PROBLEM TO WORK ON: For every line below, output the text exactly and leave out images.
**** DATA SHOWN ****
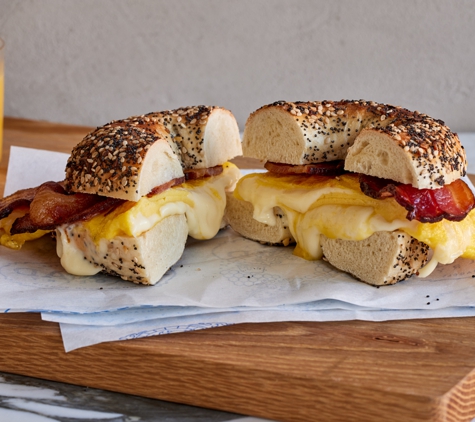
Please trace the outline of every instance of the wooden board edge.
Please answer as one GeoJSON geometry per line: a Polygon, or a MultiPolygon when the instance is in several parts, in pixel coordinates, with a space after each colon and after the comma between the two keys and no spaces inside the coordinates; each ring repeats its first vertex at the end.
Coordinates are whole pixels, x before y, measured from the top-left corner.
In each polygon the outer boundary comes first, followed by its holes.
{"type": "Polygon", "coordinates": [[[388,422],[452,422],[474,413],[473,403],[468,407],[459,403],[473,391],[473,372],[442,399],[417,394],[386,394],[382,399],[377,391],[358,391],[344,380],[282,377],[246,365],[210,365],[205,359],[162,353],[159,338],[102,343],[65,353],[58,324],[31,314],[18,317],[15,337],[0,332],[0,348],[14,351],[0,356],[4,372],[281,421],[318,416],[326,422],[370,422],[384,416],[388,422]],[[146,348],[146,343],[156,347],[146,348]]]}
{"type": "Polygon", "coordinates": [[[436,422],[472,421],[475,418],[475,369],[437,401],[436,422]]]}

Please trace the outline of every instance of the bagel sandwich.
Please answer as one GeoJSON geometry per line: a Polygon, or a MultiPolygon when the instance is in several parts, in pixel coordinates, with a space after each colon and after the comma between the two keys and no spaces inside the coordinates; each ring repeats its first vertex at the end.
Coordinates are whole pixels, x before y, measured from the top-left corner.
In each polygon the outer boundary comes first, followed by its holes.
{"type": "Polygon", "coordinates": [[[267,169],[228,193],[226,221],[246,238],[377,286],[475,259],[465,152],[441,120],[364,100],[278,101],[249,116],[243,155],[267,169]]]}
{"type": "Polygon", "coordinates": [[[65,179],[0,200],[4,246],[52,232],[63,268],[153,285],[188,236],[223,226],[226,191],[240,177],[237,122],[221,107],[184,107],[116,120],[74,147],[65,179]]]}

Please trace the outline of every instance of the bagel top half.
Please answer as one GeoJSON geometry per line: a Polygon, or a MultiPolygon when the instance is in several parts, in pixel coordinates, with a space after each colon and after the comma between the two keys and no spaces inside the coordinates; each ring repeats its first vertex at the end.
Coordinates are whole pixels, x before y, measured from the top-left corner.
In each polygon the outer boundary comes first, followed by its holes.
{"type": "Polygon", "coordinates": [[[254,111],[245,156],[293,165],[345,160],[345,169],[437,189],[465,176],[457,134],[443,121],[388,104],[277,101],[254,111]]]}
{"type": "Polygon", "coordinates": [[[221,165],[241,154],[239,128],[229,110],[195,106],[153,112],[89,133],[71,152],[66,187],[138,201],[188,170],[221,165]]]}

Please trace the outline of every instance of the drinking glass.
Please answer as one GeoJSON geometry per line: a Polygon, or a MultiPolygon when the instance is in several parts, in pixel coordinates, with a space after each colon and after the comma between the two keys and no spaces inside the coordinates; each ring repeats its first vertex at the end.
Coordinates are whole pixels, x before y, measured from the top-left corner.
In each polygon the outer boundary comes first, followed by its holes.
{"type": "Polygon", "coordinates": [[[0,161],[2,161],[2,141],[3,141],[3,85],[4,73],[4,50],[5,42],[0,38],[0,161]]]}

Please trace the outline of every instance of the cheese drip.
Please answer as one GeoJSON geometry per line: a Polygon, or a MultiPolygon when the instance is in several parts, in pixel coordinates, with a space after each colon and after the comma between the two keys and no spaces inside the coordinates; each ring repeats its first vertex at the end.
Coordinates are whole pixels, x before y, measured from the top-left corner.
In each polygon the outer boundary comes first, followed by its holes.
{"type": "Polygon", "coordinates": [[[282,209],[305,259],[322,258],[320,234],[332,239],[363,240],[377,231],[402,230],[433,250],[429,268],[458,257],[475,259],[475,210],[458,222],[421,223],[406,219],[407,211],[392,197],[374,199],[361,192],[358,177],[257,173],[244,176],[234,196],[254,206],[253,217],[275,225],[274,207],[282,209]]]}
{"type": "Polygon", "coordinates": [[[84,252],[72,245],[66,227],[56,229],[56,253],[61,265],[69,274],[88,276],[101,271],[99,265],[89,262],[84,252]]]}

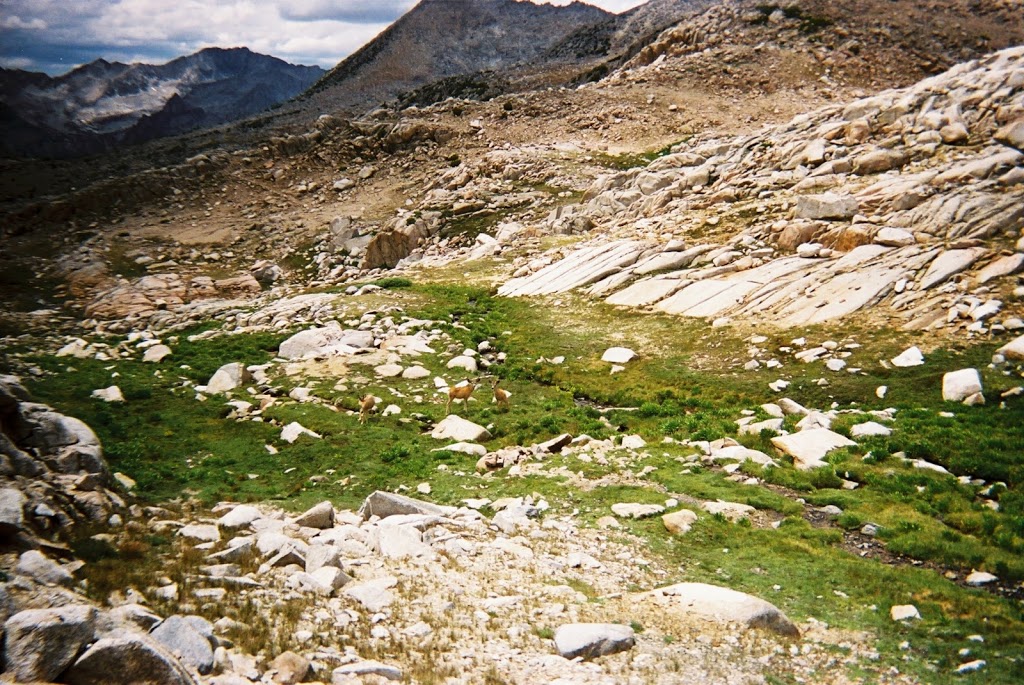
****
REPLY TO THE EXERCISE:
Please trace the outline of every instance of the wooden board edge.
Please answer as one GeoJSON geometry per line: a Polygon, or a MultiPolygon when the instance is in several parts, in pixel coordinates, with a space after each colon and after the comma between the two keys and no spaces inside the coordinates; each ring repeats its first vertex at the end.
Coordinates are whole pixels, x before y, measured from the top-left corner.
In each polygon the outer boundary comes first, followed by its holes.
{"type": "Polygon", "coordinates": [[[388,422],[452,422],[474,413],[473,403],[468,407],[459,403],[473,391],[473,372],[442,399],[417,394],[386,394],[382,399],[377,391],[358,391],[344,380],[282,377],[246,365],[210,365],[205,359],[162,353],[159,338],[102,343],[65,353],[58,324],[31,314],[18,317],[15,337],[0,332],[0,348],[14,351],[0,356],[4,372],[281,421],[318,416],[326,422],[370,422],[384,416],[388,422]],[[146,348],[146,343],[156,347],[146,348]]]}
{"type": "Polygon", "coordinates": [[[436,422],[472,421],[475,418],[475,369],[437,401],[436,422]]]}

Please trace the outline of every instance of the bagel sandwich.
Please answer as one GeoJSON geometry per line: a Polygon, or a MultiPolygon when the instance is in several parts, in pixel coordinates, with a space after each colon and after the comma between the two keys and no spaces inside the coordinates; each ring repeats its first vertex at the end.
Coordinates are whole pixels, x before y, measured from the top-left corner.
In each polygon the outer boundary comes first, followed by its holes.
{"type": "Polygon", "coordinates": [[[267,169],[228,193],[226,221],[246,238],[377,286],[475,259],[465,152],[441,120],[364,100],[278,101],[249,116],[243,155],[267,169]]]}
{"type": "Polygon", "coordinates": [[[65,179],[0,200],[4,246],[52,232],[63,268],[153,285],[188,236],[223,226],[226,191],[240,177],[237,122],[221,107],[184,107],[116,120],[74,147],[65,179]]]}

Please trace the outline of every instance of the bagel top half.
Please answer as one GeoJSON geometry per line: a Polygon, or a MultiPolygon when the instance is in several parts, in pixel coordinates, with a space after each colon and after the comma between the two keys and no spaces inside the coordinates; each ring repeats its first vertex at the end.
Coordinates are whole pixels, x before y, measured from the top-left corner.
In each polygon the outer boundary comes first, followed by its holes.
{"type": "Polygon", "coordinates": [[[254,111],[245,156],[293,165],[345,160],[345,169],[437,189],[465,176],[457,134],[443,121],[388,104],[277,101],[254,111]]]}
{"type": "Polygon", "coordinates": [[[221,165],[241,154],[239,128],[229,110],[195,106],[153,112],[89,133],[71,152],[66,187],[138,201],[188,170],[221,165]]]}

Please trace the outline of every instance of the drinking glass.
Please answer as one GeoJSON geometry per line: a Polygon, or a MultiPolygon when the instance is in several parts, in pixel coordinates, with a space after each colon and after the comma between the two keys and no spaces inside the coordinates; each ring repeats its first vertex at the end.
Coordinates are whole pixels, x before y, measured from the top-left corner.
In each polygon the outer boundary comes first, followed by its holes.
{"type": "Polygon", "coordinates": [[[0,161],[2,161],[2,141],[3,141],[3,85],[4,73],[4,50],[5,42],[0,38],[0,161]]]}

Please trace the outline of every instance of the cheese drip.
Please answer as one GeoJSON geometry per line: a Polygon, or a MultiPolygon when the instance is in several parts, in pixel coordinates, with a space after each colon and after the comma between the two keys and no spaces inside the coordinates; each ring repeats its first vertex at the end.
Coordinates are whole pixels, x before y, measured from the top-left corner.
In each polygon the outer boundary comes first, followed by its holes.
{"type": "Polygon", "coordinates": [[[282,209],[305,259],[322,258],[320,234],[332,239],[363,240],[377,231],[402,230],[433,250],[429,268],[458,257],[475,259],[475,210],[458,222],[421,223],[406,219],[407,211],[392,197],[374,199],[361,192],[358,177],[257,173],[244,176],[234,196],[254,206],[253,217],[275,225],[274,207],[282,209]]]}
{"type": "Polygon", "coordinates": [[[84,252],[72,245],[66,227],[56,229],[56,253],[61,265],[69,274],[88,276],[101,271],[99,265],[89,262],[84,252]]]}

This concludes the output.